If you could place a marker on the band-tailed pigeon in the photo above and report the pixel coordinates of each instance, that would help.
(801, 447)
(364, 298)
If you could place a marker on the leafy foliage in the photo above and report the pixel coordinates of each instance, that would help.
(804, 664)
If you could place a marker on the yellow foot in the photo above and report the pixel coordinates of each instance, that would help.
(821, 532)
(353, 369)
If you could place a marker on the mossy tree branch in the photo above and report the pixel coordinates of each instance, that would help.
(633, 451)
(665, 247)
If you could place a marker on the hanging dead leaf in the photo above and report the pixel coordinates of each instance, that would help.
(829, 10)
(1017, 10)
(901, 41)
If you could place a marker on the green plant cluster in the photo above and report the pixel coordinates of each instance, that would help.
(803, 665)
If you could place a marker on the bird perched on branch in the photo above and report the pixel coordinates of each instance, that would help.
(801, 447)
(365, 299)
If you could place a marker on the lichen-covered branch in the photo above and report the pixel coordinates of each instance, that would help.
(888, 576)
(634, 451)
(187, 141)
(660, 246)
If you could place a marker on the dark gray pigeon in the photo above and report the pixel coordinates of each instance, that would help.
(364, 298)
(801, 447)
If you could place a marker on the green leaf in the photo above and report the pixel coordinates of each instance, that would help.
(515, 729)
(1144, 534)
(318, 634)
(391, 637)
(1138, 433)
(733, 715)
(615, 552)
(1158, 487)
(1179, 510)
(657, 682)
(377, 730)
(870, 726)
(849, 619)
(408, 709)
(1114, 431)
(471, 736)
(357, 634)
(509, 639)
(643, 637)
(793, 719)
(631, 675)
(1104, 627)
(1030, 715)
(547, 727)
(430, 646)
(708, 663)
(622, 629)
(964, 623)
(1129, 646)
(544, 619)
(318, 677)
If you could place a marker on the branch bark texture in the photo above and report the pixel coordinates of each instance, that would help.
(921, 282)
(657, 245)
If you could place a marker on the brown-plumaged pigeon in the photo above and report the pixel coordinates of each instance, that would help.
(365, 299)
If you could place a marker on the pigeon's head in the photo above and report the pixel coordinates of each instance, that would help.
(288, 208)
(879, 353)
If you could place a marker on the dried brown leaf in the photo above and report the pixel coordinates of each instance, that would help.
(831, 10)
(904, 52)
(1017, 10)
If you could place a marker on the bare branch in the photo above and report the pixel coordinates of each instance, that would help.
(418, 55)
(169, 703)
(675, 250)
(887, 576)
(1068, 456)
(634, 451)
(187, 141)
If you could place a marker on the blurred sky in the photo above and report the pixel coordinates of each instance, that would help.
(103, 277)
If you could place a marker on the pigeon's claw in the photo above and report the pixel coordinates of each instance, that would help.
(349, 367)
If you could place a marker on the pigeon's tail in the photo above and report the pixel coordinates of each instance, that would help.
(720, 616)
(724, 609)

→ **Activity**
Write out every entry exactly as given.

→ **Solution for this problem**
If you could place a marker on the band-tailed pigeon in the photo above and report the pixel coordinates of each instance, that would help.
(801, 447)
(364, 298)
If you could place a marker on the leafy foliage in the photo above and report the pixel coordinates of each instance, that would help.
(804, 664)
If you could place a marker on the yellow foot in the photo above and report the pixel coordinates of each instance, that would help.
(821, 532)
(353, 369)
If you could place a marker on the mossy tree branch in the photo above and report the pixel coordinates of each instance, that would help.
(633, 451)
(665, 247)
If you could place a marker on the hanging dead leaf in the photo above and report the pixel coordinates of each instance, that would help.
(829, 10)
(1017, 10)
(901, 41)
If you could place a marker on the green plant cluster in the photo above and report the pixel coordinates of each instance, that would help.
(803, 665)
If you could place a marker on the bird perched on branch in the photo above and report the pixel coordinates of each instance, that would help.
(801, 447)
(365, 299)
If you could place a marker on the lichen-covered branch in the photo above and report the pixel coordinates of each instance, that would help.
(888, 576)
(634, 451)
(187, 141)
(660, 246)
If you could place a marker on the dark gray pigeon in the photo above and report the pixel coordinates of each instance, that would help.
(364, 298)
(801, 447)
If you could place a marker on the green leaf in the photo above and report the pixel coordinates of each instance, that would help.
(515, 729)
(1144, 534)
(318, 634)
(391, 637)
(1138, 433)
(733, 715)
(615, 552)
(1158, 487)
(1179, 510)
(657, 682)
(377, 730)
(870, 726)
(849, 619)
(408, 709)
(1114, 431)
(471, 736)
(357, 634)
(509, 639)
(643, 637)
(793, 719)
(631, 675)
(1104, 627)
(1030, 715)
(547, 727)
(430, 646)
(708, 663)
(622, 629)
(964, 623)
(1129, 646)
(544, 619)
(318, 677)
If you could place a marker on the branch bark texture in the photo above and report the pixel coordinates of each instance, that would help.
(921, 282)
(657, 245)
If you could place a marker on the brown-plumaged pigeon in the photo above and report the pixel coordinates of each instance, that would help.
(365, 299)
If you could place a marker on the pigeon's head in the photo above and report the pixel coordinates of each instance, that would help.
(288, 208)
(879, 353)
If you could place a marker on the dried brown leaf in the photo above and report the pixel coordinates of each instance, that would help.
(831, 10)
(904, 52)
(1017, 10)
If you could place a marker on the bare branch in the photo above and report the pixel coordinates of each instance, that would help.
(418, 55)
(169, 703)
(675, 250)
(887, 576)
(1068, 456)
(634, 451)
(187, 141)
If you could place a marker on the blurred sky in the photo above and report the pixel coordinates of each instance, that would help.
(103, 277)
If you could place a marker on the pigeon's claw in the photo above and report the pixel coordinates of each instance, that would help.
(349, 367)
If you could place a marker on the pigeon's tail in the photo above and report the pixel coordinates of each instance, that would help.
(720, 616)
(724, 609)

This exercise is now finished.